_Set problem_
Copy out only the span from the line with "the table caster" to the end of the data, both ends kept, word for word.

Items listed in a dataset:
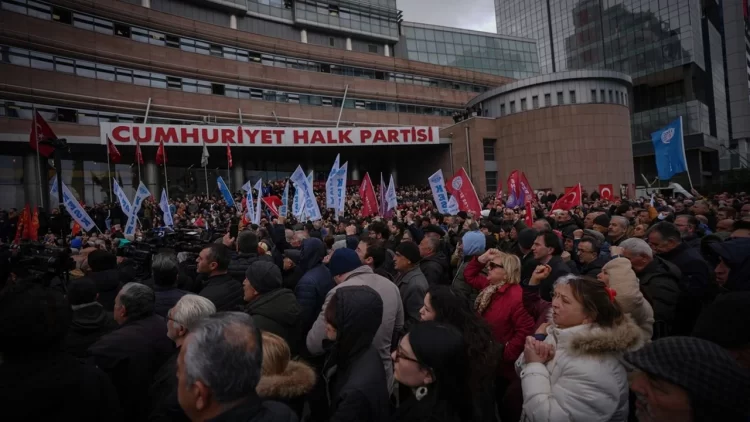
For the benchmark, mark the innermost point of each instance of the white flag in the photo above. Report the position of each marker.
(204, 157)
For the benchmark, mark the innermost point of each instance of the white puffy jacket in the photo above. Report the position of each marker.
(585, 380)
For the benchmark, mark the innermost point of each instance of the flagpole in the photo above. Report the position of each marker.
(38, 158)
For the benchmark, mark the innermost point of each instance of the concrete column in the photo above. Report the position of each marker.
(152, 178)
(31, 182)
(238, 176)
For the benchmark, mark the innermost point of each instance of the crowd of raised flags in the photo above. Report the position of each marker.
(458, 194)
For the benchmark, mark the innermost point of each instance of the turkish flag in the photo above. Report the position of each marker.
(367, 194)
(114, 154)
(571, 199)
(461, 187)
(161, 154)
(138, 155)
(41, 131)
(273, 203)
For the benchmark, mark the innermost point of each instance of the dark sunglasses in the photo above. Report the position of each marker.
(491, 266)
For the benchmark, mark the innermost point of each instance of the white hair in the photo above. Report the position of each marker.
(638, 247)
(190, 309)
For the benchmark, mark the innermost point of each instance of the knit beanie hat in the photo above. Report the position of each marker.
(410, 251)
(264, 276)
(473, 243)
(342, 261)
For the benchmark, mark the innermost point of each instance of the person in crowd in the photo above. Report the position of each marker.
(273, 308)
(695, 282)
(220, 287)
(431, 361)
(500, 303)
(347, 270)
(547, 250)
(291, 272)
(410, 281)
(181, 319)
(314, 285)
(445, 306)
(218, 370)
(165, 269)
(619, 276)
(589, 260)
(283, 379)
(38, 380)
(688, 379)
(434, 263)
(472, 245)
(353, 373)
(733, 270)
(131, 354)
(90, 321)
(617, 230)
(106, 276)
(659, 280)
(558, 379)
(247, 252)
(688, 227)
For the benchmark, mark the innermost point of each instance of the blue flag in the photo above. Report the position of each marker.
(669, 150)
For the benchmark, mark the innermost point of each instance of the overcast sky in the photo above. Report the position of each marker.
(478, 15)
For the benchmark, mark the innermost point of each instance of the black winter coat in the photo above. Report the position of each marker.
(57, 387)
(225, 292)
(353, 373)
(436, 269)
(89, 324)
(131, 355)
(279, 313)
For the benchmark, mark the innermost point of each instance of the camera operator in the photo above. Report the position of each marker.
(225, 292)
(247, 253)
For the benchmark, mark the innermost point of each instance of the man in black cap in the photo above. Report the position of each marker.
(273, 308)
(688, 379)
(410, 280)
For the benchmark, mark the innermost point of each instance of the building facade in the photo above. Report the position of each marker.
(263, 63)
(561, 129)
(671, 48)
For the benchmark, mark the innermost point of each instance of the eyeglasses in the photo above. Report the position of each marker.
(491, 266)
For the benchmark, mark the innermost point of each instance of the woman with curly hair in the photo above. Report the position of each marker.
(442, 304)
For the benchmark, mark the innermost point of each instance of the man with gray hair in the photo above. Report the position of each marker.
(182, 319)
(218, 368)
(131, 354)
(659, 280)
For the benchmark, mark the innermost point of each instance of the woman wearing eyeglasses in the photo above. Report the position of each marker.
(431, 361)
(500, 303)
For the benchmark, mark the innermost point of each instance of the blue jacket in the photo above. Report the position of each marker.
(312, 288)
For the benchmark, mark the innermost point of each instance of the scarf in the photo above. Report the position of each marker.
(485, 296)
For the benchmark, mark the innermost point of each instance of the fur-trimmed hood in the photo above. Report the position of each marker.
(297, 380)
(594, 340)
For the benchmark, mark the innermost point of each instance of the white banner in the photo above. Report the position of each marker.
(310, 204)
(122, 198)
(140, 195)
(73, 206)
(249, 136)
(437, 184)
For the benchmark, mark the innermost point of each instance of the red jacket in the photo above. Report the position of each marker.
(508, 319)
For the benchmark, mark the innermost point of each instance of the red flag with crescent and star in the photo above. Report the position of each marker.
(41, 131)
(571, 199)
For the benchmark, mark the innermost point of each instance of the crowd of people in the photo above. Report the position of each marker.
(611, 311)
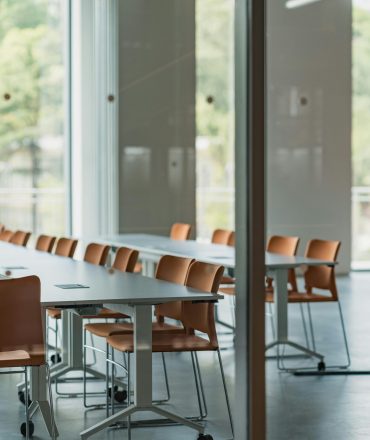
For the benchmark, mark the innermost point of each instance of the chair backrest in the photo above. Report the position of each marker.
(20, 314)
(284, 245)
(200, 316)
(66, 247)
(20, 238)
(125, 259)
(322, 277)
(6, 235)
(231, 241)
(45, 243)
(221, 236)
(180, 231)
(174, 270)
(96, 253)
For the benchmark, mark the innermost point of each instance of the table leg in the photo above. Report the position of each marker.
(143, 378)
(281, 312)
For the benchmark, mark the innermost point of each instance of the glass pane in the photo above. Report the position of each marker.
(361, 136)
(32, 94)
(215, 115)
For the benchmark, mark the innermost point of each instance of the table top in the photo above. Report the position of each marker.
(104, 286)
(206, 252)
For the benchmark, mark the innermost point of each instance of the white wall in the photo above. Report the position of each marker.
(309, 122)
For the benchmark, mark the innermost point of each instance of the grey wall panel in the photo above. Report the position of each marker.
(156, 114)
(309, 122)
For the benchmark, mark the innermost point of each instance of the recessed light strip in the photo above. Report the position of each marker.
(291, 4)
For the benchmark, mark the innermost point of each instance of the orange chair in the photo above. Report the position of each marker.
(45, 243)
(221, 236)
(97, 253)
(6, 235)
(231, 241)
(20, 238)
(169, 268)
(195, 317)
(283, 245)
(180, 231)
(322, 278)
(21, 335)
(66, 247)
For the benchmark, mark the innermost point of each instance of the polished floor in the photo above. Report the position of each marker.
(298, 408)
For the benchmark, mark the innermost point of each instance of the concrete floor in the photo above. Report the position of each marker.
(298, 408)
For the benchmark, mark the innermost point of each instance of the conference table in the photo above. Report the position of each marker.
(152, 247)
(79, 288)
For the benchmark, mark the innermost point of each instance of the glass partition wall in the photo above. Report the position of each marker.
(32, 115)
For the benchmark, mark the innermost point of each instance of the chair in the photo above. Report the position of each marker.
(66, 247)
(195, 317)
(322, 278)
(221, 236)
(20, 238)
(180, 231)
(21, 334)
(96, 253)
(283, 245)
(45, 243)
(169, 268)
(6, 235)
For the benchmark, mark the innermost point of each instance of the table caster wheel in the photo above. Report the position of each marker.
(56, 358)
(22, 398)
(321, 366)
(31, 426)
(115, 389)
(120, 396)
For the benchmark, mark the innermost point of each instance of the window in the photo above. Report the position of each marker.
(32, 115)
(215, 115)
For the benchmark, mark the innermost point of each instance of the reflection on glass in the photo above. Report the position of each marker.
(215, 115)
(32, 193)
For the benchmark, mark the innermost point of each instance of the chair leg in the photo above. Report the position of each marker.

_Written solution_
For the benchmark, mark the innermost point of each instance of the table caster wheel in the photo above. Report the position of each marker.
(56, 358)
(22, 398)
(321, 366)
(31, 426)
(115, 389)
(120, 396)
For the benchmark, mark the innermost point of each instance of the window in the photo above. Report the position of each marker.
(32, 115)
(215, 115)
For the benchmark, mark the innermost point of each instance of the reflection on glass in the photo above. Report the position of each marker.
(215, 115)
(32, 193)
For the benchmark, mark the innermost point of each instance of the chair leg in the photo above. Report the position of each marker.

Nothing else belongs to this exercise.